*Set problem 1*. In the rows from the line containing "Isolate the athlete's arm in this frame." through the line containing "206,93,253,127", inclusive, change "arm" to "hand". Leave everything else the same and give back only those lines.

*Source*.
** BEGIN **
Wading into the storms of Muponde’s world Robert Muponde
Robert Muponde

Robert Muponde

Elliot Ziwira @ The Book Store
“So many things have happened; I am not responsible for their happening much as I am not responsible for the darkness of any night. Why does darkness fall on me? Cried night one night,” so laments the narrator in Robert Muponde’s short story “The Storm” in the anthology “No More Plastic Balls and Other Stories” (2000).

Suffering is a condition that is brought on humanity by Man himself, not so much because he is owed anything by the world he feels should be reduced to squalor at his hand, but it is his sadistic nature that drives him to such egregious folly.

Man is inherently virtuous and vicious, thus inasmuch as he is capable of causing the suffering of others, he is also not immune to the same. The storms which he brings in torrents on others also find a way back to haunt him. Yes, he may weather them awhile, keep them at bay for some time even, but he will really never really get over them, because he remains the source of the storms.

Yes, the night may cry that darkness always befalls it, and day will argue that it is not responsible for “the darkness of any night” yet there will be darkness day in day out, because darkness is a condition that separates the two. Without darkness there is no day or night; it is indeed a state of being, our being. It is through the mitigation or aggravation of the darkness within us that we are able to cause days or nights to befall on others.
** END **
*Records supplied*.
** BEGIN **
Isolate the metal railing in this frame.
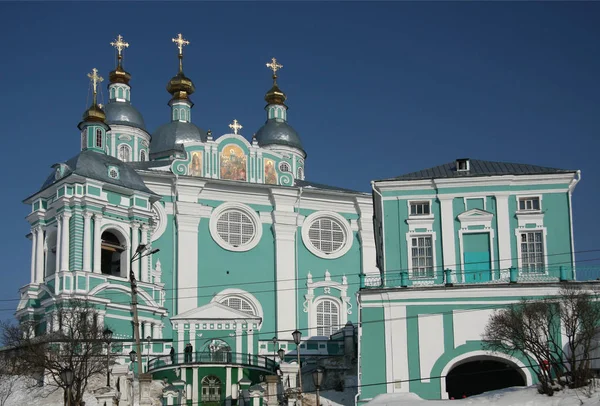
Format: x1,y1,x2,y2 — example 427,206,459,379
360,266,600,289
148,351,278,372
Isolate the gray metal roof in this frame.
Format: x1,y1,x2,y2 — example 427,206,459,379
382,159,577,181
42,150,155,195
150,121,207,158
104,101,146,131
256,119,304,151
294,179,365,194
** END **
** BEGIN **
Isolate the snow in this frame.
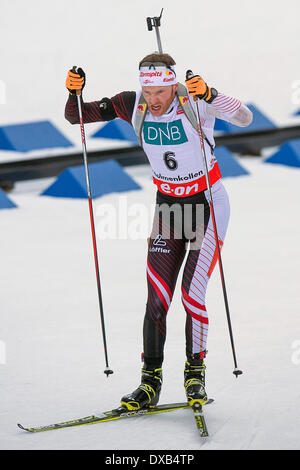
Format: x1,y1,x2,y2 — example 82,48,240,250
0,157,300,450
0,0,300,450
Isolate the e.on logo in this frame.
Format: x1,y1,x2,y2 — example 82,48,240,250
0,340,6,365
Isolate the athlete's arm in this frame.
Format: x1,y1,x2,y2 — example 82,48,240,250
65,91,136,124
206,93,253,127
** END **
** BEGIN **
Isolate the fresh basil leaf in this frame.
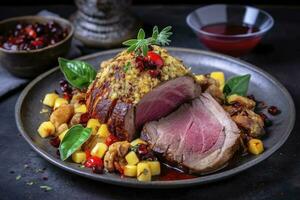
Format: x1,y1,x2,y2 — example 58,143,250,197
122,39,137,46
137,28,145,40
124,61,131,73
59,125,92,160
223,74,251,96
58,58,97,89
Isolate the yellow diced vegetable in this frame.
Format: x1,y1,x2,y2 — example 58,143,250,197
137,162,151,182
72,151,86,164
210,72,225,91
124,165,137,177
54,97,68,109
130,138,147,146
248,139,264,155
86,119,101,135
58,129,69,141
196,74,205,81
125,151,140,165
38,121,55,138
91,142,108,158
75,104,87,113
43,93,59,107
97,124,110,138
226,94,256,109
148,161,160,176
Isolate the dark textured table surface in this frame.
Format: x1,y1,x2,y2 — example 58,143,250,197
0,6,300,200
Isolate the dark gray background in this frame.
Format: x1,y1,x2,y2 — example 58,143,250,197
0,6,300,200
** END **
*Set problem 2*. Continue the essay about Robert Muponde's story "The Storm" from where it stops.

*Result 1*.
Isolate the athlete's hand in this frame.
Format: x1,y1,x2,y2 — example 82,48,240,250
65,91,136,124
206,93,253,127

*Result 2*.
When darkness engulfs us, we do not despair because we are aware of the existence of the other side, light; which we are certain exists at the end of the tunnel. We look forward to the dawns of the morrow, which we believe will change our condition, albeit temporarily. What happens then gentle reader if sunshine appears to be partisan, and darkness stalks others time and time again?

What becomes of the man to whom suffering is a way out of suffering or the gateway to dire straits, for to him it always “dawns pain”, as is the case with the narrator in “The Storm”?

The dearth of hope is the beginning of the disintegration of those to whom the mundane and sordid are the only common denominators in a world where materialism, avarice, brutality, chicanery and deceit are in vogue.

It is such a state of being that Muponde explores in his short stories in “No More Plastic Balls and Other Stories” (2000), which he co-edited with Clement Chihota, using powerful symbols and metaphors drawn not only from nature but from the different settings that shape his own experiences. Through characterisation, metaphor and realism, the writer purveys the nature of man as both predator and quarry.

The metaphors of the storm, darkness, madness, barrenness and death purvey a sense of hopelessness which leaves the reader crestfallen, as the fictional experience poignantly interact with the reality of lack and emasculation of expectancy. The narrative point of view used in Muponde’s stories; the first person singular voice, authenticates the struggles that the individual endures in an attempt to disentangle himself or herself from the labyrinthine web of his or her existence.

In “The Storm”, the narrator, Gomango, feels hard done by the storms that stalk him as a university student of the 1990s when demonstrations were the order of the day, and “tomorrow was waking up in the morning, clenching Dream’s fortune in gnarled hand”. Through the dream motif Muponde explores the barrenness of hope to a man who seeks hope in the benevolence of others, yet his own inward storms remain raging against himself and others.

The hopelessness that pervades the story starts and ends with the narrator himself whose first line is, “It was dark in my mind”, and likens “dawn” to “pain” and “difficult questions”. As his university life hangs in limbo, Gomango is evicted from his rented room, for failure to pay rentals and his rather violent inclinations, especially towards Hilda.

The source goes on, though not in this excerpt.